ACTIVITY =
Each line of the data should be given again exactly.

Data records
☆ ☆ ☆ ☆ ☆ ☆ ☆

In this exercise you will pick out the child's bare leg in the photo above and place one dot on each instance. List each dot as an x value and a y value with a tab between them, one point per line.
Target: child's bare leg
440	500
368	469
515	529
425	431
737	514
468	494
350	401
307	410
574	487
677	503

☆ ☆ ☆ ☆ ☆ ☆ ☆

WRITTEN SOLUTION =
In this exercise you will pick out the child's bare leg in the photo above and place one dot on each instance. List each dot as an x value and a y value with a tab between them, one point per line.
Target: child's bare leg
440	500
368	469
515	529
425	431
737	514
468	494
350	401
307	410
574	487
677	503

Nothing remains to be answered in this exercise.